◆ Task goal:
Render the lines from the one containing "locate object=utility pole" through the one containing "top-left (562, 67), bottom-right (570, 103)", inclusive, as a JSON list of strings, one string per line, with blank lines omitted. Leave the pictures out of the answer.

◆ Input:

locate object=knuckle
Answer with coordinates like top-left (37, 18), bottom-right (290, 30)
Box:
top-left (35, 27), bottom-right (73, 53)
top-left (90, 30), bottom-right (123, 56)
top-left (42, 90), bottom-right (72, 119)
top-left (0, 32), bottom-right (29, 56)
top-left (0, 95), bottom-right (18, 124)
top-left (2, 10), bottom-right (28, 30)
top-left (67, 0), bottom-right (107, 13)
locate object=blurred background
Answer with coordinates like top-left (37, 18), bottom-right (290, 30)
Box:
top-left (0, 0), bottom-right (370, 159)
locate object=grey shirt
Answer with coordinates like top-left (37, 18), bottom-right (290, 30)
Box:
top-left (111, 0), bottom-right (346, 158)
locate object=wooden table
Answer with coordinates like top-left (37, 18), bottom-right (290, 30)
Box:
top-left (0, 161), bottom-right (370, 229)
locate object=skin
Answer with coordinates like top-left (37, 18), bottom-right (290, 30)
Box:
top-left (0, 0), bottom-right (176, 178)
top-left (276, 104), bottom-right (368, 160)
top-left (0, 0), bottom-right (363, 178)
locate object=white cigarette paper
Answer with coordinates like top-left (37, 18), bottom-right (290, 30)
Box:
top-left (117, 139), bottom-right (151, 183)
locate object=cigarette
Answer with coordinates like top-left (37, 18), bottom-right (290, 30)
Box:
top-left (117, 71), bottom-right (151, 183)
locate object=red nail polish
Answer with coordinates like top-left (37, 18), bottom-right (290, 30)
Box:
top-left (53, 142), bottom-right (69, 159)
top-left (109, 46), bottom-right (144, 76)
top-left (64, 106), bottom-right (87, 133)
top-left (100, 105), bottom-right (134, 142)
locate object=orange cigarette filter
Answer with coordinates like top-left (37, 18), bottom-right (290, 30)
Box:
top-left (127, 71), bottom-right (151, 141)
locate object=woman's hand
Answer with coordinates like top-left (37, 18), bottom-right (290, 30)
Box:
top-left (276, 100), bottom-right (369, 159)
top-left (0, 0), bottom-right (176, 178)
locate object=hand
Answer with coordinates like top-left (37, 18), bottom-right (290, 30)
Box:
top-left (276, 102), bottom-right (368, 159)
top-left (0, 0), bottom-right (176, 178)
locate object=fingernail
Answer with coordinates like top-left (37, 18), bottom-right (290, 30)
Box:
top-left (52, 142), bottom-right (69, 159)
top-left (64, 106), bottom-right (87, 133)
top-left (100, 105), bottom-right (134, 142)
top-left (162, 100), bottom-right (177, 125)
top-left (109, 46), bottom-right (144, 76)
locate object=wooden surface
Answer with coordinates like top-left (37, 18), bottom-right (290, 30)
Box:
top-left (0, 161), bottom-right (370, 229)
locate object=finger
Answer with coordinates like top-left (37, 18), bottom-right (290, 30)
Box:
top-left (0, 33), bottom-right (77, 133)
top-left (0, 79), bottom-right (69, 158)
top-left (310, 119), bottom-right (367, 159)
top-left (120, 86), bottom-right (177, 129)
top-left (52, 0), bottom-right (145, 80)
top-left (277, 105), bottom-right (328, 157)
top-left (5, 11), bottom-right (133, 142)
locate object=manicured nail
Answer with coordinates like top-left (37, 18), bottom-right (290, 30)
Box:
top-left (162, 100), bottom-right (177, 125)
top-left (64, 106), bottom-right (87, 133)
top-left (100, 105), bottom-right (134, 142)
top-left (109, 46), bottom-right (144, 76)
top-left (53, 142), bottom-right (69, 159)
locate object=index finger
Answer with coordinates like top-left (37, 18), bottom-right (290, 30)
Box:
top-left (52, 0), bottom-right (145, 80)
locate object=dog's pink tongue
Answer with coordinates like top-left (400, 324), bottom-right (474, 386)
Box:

==

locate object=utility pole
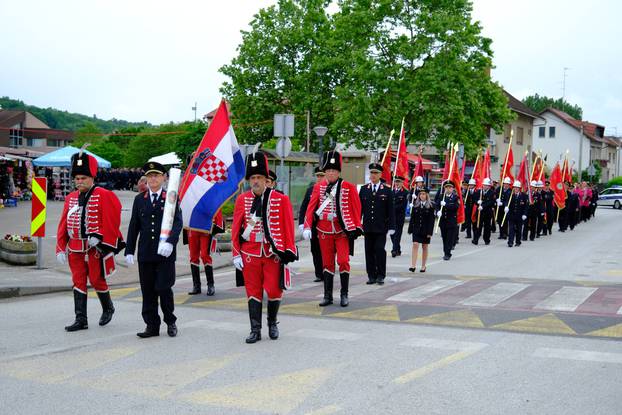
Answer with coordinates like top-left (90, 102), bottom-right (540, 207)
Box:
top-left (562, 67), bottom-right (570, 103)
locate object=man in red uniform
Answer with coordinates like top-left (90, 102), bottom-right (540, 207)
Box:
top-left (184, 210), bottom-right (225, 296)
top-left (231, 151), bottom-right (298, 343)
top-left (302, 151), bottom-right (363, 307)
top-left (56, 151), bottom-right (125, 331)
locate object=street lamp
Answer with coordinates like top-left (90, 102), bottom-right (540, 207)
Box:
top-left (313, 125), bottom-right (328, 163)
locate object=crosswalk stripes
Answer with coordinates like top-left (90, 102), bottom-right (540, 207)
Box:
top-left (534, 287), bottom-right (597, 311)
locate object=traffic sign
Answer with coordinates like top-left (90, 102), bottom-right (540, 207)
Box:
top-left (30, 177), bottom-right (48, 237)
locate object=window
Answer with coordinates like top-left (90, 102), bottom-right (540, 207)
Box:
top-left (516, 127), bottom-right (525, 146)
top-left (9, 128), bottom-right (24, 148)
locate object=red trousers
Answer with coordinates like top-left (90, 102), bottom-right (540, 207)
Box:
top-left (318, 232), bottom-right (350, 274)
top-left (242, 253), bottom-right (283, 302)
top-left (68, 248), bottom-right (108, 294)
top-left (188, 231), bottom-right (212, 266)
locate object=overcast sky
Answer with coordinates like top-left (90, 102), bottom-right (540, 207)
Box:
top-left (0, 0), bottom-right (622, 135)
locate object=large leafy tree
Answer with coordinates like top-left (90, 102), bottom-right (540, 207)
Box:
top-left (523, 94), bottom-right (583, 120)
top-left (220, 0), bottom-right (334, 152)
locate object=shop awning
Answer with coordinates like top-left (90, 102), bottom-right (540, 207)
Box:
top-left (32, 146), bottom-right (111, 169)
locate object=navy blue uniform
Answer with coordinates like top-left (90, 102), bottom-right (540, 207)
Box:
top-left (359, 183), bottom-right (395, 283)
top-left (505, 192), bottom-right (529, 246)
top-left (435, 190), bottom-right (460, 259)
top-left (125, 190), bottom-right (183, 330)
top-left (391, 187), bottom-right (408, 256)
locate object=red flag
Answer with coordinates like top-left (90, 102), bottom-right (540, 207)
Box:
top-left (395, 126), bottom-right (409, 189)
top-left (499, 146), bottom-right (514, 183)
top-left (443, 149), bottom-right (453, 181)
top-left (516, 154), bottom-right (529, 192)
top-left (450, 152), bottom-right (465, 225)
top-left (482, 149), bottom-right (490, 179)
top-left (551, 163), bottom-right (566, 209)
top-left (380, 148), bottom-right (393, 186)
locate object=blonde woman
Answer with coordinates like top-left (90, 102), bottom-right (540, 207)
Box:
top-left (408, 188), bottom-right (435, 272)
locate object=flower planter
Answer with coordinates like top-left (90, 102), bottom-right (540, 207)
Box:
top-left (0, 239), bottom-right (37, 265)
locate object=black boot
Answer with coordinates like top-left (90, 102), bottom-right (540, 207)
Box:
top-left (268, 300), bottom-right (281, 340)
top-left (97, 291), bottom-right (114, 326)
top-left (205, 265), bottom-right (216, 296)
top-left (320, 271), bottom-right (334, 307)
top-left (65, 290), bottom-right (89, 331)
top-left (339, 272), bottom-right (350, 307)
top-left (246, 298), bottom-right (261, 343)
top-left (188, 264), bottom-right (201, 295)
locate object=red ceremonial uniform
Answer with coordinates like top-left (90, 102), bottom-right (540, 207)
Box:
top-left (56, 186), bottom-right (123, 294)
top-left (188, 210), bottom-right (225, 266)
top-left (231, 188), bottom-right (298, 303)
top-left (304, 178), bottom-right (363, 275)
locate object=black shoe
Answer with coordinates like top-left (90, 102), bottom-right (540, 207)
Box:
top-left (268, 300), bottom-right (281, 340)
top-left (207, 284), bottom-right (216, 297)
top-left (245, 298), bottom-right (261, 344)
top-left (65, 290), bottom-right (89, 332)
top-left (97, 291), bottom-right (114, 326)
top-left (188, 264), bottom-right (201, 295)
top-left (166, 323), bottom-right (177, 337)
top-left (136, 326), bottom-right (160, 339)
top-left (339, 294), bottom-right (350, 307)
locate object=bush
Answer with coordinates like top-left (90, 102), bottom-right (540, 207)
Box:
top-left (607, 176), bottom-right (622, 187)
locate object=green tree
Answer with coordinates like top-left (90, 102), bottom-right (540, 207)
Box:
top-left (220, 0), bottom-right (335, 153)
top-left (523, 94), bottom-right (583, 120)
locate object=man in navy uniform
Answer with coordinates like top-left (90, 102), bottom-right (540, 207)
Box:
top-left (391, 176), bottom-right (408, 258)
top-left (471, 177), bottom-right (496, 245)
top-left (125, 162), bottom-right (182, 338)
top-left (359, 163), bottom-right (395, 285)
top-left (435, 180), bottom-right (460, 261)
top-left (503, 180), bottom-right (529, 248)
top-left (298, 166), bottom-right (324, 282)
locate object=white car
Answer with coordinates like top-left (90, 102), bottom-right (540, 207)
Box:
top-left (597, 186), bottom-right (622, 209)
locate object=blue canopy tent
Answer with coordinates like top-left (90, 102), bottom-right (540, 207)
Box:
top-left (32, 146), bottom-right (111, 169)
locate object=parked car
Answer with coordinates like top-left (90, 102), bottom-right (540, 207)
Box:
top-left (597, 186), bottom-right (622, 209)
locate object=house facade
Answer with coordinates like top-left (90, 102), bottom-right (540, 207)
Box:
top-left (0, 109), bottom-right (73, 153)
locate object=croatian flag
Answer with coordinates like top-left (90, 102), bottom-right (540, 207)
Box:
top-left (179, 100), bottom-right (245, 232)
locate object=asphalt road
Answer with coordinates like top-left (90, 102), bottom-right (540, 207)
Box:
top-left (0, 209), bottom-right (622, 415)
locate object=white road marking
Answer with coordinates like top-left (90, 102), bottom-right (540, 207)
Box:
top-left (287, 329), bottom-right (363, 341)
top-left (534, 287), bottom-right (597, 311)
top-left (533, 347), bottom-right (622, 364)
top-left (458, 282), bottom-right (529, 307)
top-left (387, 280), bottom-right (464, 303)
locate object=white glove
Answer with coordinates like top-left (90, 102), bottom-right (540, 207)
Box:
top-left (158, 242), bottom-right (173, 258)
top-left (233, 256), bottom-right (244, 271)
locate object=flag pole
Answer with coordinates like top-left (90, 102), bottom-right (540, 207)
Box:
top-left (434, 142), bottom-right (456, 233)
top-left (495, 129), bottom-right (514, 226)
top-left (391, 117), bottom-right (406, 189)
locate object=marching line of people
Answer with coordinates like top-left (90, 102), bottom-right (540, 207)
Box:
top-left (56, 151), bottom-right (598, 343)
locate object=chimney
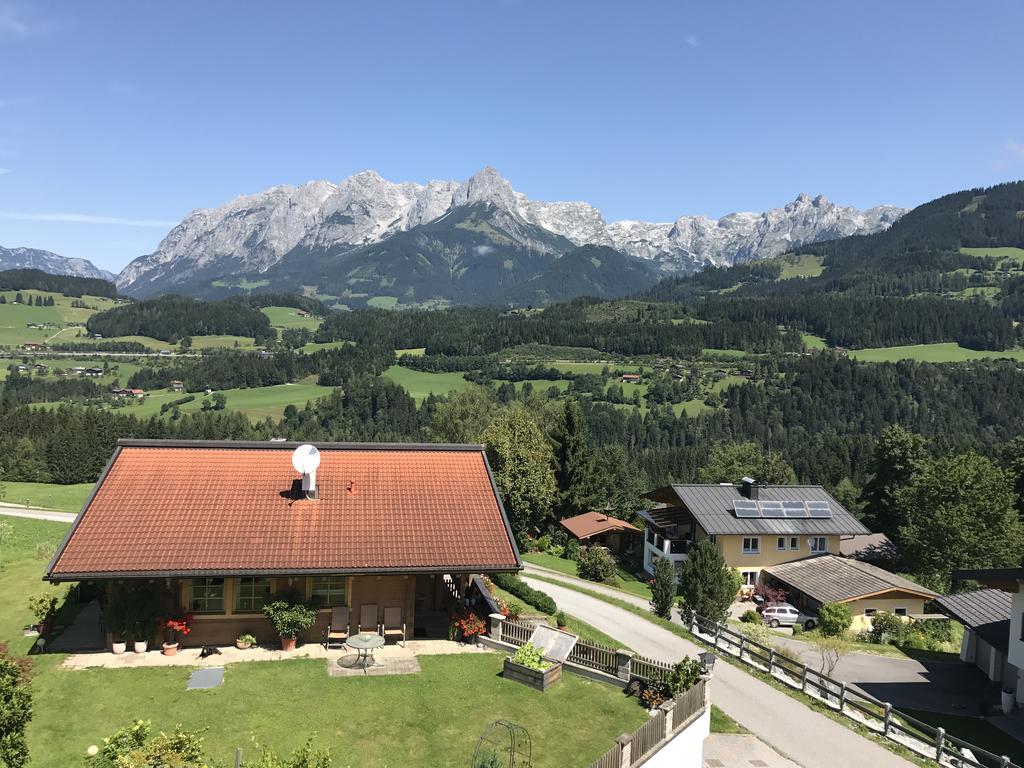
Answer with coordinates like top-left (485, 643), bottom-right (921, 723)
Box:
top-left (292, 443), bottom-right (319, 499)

...

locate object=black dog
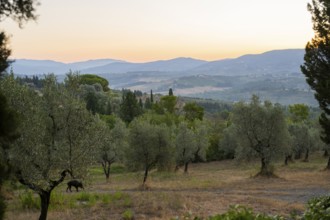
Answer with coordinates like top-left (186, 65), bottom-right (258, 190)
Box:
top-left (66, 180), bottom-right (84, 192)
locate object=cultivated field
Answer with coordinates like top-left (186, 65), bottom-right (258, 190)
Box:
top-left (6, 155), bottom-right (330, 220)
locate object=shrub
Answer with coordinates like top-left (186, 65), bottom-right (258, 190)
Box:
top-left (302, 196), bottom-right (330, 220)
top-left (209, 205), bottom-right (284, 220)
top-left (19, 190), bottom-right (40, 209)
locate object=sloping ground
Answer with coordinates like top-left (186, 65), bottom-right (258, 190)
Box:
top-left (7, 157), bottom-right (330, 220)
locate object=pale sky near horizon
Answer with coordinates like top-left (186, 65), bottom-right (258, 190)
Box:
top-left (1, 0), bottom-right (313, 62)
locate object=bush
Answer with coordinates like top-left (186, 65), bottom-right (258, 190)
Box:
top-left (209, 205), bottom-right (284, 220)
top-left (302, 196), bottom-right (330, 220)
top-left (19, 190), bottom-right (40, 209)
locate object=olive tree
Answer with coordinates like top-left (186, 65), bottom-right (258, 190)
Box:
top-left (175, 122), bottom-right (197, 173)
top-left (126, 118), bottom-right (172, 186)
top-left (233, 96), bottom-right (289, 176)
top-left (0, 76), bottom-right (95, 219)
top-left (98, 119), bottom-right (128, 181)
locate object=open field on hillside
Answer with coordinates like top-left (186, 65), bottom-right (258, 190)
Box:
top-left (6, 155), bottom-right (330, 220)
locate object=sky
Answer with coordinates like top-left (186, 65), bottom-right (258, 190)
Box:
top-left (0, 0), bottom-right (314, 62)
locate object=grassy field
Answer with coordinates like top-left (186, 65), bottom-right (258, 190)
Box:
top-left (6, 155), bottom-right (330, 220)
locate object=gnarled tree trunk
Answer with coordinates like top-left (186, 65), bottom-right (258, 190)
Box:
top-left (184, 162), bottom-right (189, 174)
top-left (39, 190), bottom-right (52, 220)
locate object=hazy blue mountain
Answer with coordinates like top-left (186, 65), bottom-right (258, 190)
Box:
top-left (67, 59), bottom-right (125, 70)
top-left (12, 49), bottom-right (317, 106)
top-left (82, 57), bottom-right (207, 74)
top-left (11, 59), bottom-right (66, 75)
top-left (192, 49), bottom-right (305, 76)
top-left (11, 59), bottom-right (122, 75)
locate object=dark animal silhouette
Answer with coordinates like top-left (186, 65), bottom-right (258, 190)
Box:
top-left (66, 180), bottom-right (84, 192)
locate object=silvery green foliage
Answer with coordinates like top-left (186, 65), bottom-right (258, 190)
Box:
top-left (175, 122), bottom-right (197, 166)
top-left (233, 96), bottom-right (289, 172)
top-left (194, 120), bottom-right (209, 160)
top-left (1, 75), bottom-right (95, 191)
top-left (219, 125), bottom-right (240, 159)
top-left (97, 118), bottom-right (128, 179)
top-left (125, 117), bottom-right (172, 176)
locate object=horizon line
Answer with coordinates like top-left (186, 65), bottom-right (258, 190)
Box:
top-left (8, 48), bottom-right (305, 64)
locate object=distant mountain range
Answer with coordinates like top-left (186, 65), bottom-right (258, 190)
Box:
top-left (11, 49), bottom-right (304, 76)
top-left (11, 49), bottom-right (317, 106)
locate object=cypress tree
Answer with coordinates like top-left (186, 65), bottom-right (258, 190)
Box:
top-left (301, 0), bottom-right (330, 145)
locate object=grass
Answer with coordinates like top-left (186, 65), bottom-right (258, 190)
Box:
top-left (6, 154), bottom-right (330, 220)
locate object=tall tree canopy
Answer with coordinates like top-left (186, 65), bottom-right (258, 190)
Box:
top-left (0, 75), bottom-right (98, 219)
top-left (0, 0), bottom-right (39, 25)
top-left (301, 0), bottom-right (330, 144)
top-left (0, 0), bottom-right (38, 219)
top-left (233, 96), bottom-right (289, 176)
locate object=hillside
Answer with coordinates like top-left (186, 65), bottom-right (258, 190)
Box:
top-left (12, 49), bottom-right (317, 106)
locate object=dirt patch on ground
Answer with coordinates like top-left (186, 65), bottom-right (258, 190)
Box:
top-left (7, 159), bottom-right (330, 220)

◆ Task result:
[
  "locate object=utility pole",
  "Answer with coordinates like top-left (90, 102), bottom-right (540, 207)",
  "Box:",
  "top-left (562, 67), bottom-right (570, 103)"
]